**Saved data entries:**

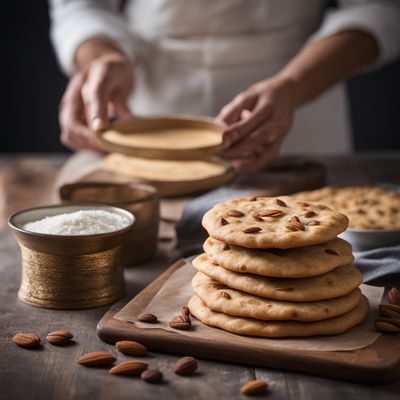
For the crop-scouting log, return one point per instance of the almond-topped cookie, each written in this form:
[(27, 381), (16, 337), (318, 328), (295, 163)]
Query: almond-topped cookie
[(367, 207), (255, 327), (242, 304), (298, 262), (338, 282), (273, 222)]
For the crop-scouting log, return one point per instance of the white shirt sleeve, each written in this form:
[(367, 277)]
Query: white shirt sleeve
[(379, 18), (74, 21)]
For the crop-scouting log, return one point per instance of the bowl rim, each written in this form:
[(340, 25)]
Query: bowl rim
[(131, 216)]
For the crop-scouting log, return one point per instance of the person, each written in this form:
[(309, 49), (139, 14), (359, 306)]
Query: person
[(270, 71)]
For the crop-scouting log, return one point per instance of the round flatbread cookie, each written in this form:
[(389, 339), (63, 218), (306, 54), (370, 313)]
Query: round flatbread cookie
[(367, 207), (299, 262), (254, 327), (335, 283), (220, 298), (271, 222)]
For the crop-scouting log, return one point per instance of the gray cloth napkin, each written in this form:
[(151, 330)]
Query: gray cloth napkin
[(379, 267)]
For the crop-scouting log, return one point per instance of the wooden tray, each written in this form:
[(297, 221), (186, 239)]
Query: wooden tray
[(378, 363), (181, 124)]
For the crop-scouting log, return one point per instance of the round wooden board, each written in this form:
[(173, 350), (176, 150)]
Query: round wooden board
[(177, 187), (181, 125)]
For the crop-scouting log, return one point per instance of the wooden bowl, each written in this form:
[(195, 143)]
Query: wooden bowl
[(164, 137), (141, 200), (69, 271)]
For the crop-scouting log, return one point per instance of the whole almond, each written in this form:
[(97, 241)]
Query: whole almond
[(152, 375), (235, 213), (59, 337), (386, 327), (185, 366), (313, 223), (331, 252), (390, 310), (131, 368), (226, 246), (394, 296), (310, 214), (97, 359), (252, 229), (180, 322), (270, 213), (27, 340), (281, 203), (394, 321), (254, 386), (185, 311), (131, 348), (147, 317), (390, 307)]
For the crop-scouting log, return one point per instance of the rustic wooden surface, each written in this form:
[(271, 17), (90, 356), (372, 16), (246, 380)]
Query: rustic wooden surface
[(379, 362), (52, 372)]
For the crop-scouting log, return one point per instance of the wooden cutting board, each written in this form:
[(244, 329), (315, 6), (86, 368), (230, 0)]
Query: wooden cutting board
[(378, 363)]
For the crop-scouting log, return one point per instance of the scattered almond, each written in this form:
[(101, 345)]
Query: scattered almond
[(280, 203), (27, 340), (180, 322), (226, 246), (331, 252), (131, 348), (97, 359), (147, 317), (152, 375), (252, 229), (394, 296), (390, 310), (235, 213), (386, 327), (254, 386), (313, 223), (131, 368), (59, 337), (185, 311), (310, 214), (185, 366)]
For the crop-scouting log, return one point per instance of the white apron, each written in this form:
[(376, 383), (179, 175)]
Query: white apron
[(194, 56)]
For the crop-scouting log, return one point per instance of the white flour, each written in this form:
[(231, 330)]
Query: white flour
[(83, 222)]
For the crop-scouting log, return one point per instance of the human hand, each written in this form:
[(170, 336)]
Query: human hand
[(257, 121), (90, 95)]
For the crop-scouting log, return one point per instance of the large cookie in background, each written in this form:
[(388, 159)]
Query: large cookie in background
[(254, 327), (298, 262), (269, 222), (367, 207)]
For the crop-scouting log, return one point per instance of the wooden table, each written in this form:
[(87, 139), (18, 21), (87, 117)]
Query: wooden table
[(52, 372)]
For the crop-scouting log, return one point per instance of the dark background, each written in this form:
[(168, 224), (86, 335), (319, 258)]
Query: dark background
[(34, 85)]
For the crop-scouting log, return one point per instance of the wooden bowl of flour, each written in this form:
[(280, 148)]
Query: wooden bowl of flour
[(71, 270)]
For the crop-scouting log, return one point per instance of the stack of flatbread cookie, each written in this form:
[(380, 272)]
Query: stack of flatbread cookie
[(274, 267)]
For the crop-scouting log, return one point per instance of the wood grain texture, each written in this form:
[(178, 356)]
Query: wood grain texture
[(52, 373), (378, 363)]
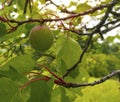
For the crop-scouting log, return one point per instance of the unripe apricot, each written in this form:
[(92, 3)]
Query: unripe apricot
[(41, 38)]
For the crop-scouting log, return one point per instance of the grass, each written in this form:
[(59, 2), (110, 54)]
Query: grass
[(108, 91)]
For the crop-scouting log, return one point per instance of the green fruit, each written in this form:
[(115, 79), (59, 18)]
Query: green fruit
[(41, 38)]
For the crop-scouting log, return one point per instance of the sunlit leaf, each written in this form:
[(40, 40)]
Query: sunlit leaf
[(83, 7), (69, 52), (22, 64), (7, 89), (41, 91)]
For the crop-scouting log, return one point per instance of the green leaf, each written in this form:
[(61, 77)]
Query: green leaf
[(7, 89), (22, 96), (21, 4), (69, 52), (42, 1), (59, 95), (2, 29), (11, 73), (22, 64), (41, 91), (83, 7), (21, 29)]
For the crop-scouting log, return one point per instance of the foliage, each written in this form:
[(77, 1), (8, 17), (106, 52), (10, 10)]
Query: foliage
[(58, 74)]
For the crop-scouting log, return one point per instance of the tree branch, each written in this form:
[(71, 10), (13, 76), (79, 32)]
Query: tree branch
[(103, 79)]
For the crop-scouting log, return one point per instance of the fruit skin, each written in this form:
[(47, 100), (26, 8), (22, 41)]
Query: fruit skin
[(41, 38)]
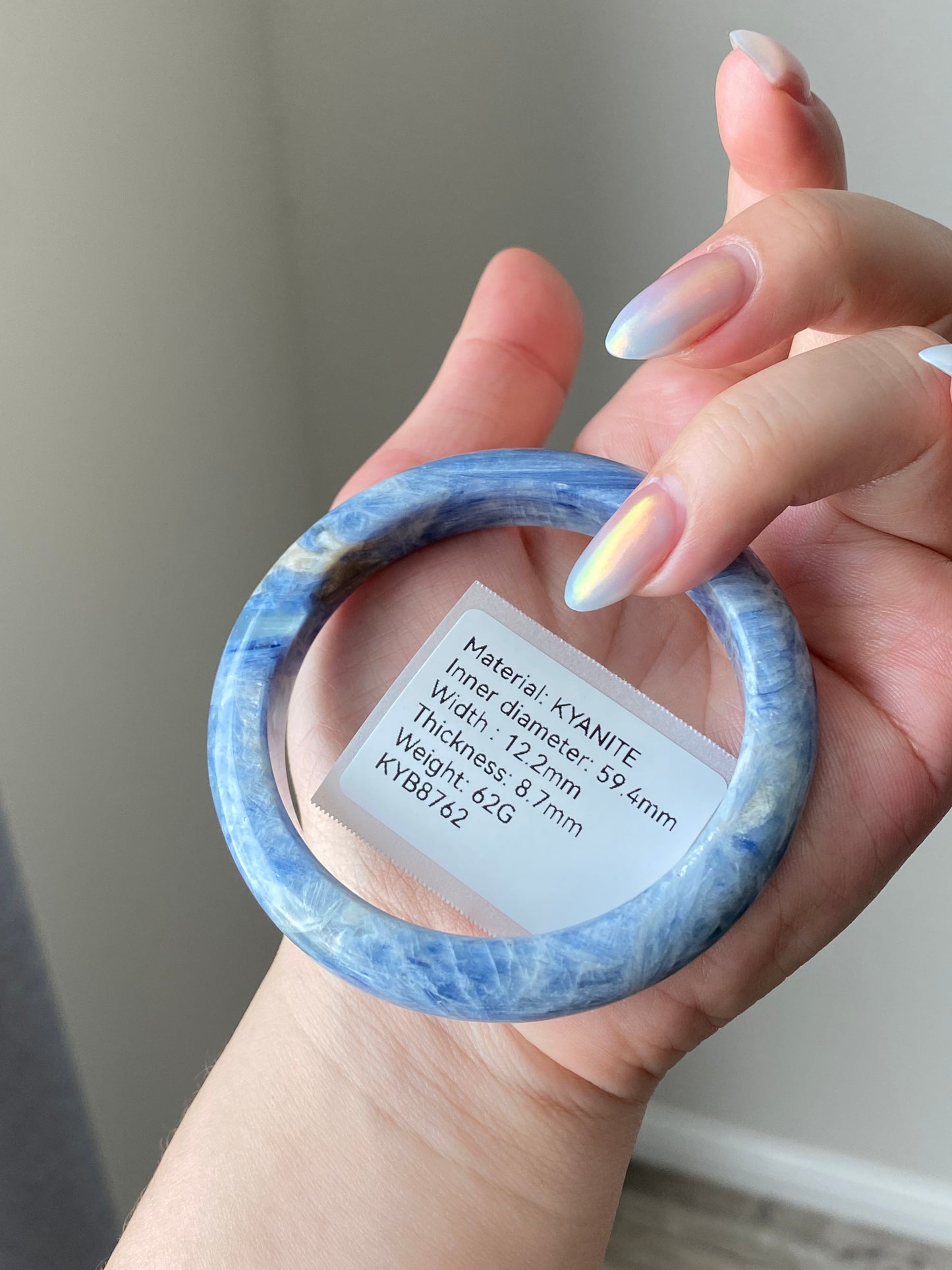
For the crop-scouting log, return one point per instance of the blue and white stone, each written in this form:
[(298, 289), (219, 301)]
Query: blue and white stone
[(531, 977)]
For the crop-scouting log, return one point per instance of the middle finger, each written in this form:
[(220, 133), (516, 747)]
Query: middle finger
[(837, 262)]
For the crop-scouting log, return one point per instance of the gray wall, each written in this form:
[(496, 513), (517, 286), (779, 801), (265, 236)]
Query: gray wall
[(234, 243), (419, 139), (153, 468)]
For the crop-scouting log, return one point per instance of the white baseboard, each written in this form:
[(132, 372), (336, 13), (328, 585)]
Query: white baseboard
[(824, 1182)]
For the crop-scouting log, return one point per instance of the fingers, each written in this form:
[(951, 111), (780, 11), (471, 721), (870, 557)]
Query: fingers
[(504, 378), (777, 134), (833, 419), (842, 263)]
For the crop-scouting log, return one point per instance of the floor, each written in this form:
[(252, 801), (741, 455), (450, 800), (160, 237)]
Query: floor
[(667, 1222)]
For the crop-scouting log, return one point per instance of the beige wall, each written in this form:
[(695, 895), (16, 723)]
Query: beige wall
[(234, 242), (153, 468)]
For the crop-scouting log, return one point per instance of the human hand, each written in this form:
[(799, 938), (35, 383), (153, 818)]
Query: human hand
[(835, 461), (451, 1143)]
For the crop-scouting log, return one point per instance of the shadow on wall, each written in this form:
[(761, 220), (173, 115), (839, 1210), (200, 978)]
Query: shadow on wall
[(53, 1204)]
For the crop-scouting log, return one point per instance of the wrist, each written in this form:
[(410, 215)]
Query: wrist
[(341, 1130)]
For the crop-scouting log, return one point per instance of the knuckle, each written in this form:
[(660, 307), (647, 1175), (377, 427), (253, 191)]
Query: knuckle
[(741, 430), (815, 215)]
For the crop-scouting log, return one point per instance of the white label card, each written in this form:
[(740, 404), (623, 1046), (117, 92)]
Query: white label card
[(520, 780)]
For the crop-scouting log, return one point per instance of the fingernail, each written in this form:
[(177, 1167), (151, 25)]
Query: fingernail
[(938, 356), (629, 548), (775, 61), (683, 305)]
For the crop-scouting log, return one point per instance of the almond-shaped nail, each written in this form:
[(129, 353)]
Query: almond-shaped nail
[(630, 546), (683, 305), (938, 356), (775, 61)]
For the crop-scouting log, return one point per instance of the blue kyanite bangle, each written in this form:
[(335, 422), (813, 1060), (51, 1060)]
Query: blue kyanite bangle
[(531, 977)]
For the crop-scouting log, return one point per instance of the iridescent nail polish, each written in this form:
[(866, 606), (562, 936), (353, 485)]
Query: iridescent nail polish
[(775, 61), (683, 305), (629, 548)]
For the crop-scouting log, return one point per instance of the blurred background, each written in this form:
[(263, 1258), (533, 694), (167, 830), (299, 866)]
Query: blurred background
[(235, 241)]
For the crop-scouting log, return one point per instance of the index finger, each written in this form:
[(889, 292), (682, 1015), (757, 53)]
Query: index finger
[(779, 135), (505, 376)]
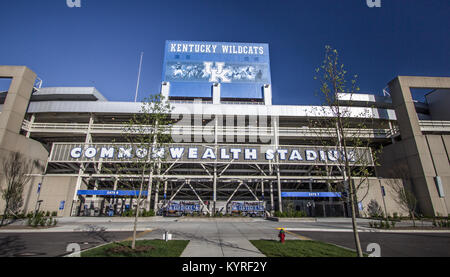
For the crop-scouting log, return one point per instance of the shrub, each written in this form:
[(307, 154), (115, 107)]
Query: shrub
[(374, 209)]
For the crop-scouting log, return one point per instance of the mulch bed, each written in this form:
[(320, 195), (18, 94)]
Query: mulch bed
[(122, 249)]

**Written request:** Starting at the line that contains "of the whole" and ending after the line that contains "Query: whole almond", rewrite those lines with "whole almond" swapped for "raw almond" and everything else left unchanged.

**Response to the exercise:**
For the crop-scouting log, return one point per instance of the raw almond, each written in this form:
[(97, 241)]
Query: raw almond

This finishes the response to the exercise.